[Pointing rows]
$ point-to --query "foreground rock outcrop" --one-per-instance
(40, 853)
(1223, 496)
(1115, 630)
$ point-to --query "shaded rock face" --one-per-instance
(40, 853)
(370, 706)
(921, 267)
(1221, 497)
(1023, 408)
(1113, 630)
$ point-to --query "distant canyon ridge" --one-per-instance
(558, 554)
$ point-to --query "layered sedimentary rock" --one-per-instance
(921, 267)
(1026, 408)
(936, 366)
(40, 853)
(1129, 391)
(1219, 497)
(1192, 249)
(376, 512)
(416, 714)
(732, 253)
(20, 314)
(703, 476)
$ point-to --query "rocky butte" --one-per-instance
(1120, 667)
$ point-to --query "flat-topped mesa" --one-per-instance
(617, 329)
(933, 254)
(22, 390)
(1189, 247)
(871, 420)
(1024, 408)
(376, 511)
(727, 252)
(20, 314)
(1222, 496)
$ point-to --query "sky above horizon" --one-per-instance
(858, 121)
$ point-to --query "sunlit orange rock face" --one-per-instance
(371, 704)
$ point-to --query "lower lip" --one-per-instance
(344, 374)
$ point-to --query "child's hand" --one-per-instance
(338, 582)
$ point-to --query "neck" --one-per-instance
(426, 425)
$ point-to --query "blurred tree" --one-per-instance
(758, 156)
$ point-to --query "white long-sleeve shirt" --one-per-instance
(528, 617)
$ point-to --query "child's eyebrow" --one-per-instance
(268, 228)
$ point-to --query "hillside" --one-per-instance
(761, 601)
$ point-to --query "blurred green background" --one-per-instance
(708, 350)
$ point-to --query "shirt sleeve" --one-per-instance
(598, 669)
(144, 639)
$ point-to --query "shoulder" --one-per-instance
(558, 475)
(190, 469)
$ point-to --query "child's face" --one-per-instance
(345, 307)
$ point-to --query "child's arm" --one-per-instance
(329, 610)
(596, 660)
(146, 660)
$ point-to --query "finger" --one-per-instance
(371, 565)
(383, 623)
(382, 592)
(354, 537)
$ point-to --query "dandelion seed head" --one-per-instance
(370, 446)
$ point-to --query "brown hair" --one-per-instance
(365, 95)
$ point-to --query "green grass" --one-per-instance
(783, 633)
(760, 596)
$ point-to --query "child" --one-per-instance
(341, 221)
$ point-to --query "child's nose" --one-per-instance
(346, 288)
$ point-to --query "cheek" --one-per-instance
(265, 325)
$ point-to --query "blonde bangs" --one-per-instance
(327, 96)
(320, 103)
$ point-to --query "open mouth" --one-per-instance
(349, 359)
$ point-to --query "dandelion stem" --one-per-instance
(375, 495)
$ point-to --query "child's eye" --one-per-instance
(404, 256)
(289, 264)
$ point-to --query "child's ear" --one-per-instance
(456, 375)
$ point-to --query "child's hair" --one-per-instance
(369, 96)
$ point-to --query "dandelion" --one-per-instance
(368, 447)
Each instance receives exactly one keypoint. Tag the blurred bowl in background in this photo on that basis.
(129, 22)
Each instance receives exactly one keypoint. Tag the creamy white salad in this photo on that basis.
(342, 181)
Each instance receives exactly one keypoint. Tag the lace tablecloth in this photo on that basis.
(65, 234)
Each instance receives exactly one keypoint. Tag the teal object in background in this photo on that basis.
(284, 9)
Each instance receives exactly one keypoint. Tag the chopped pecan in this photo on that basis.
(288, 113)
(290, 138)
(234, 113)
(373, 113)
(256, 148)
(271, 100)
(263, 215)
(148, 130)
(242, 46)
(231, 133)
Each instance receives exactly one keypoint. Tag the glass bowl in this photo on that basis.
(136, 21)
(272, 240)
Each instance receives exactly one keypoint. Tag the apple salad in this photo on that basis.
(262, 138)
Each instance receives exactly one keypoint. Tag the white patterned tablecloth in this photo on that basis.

● WHAT IS REQUIRED:
Swap "glass bowl" for "serving bowl" in the rows from the line with "Each instance receives exactly one keypoint. Tag the chopped" through the end of the rows, and give those lines again with nothing else changed.

● SOLUTION FOR THIS PROBLEM:
Each instance receives exactly one keypoint. Tag the chopped pecan in this photo on that basis.
(288, 113)
(290, 138)
(234, 113)
(373, 113)
(256, 148)
(271, 100)
(263, 215)
(148, 130)
(242, 46)
(231, 133)
Each instance receives exactly one keypoint. Tag the serving bowl in this photo on that basis.
(136, 21)
(272, 240)
Each instance receives exactly one keypoint. Tag the apple salad in this photo on that basis.
(262, 138)
Each instance receives exactly one keypoint. Tag the white patterned tablecloth in this photo on that basis.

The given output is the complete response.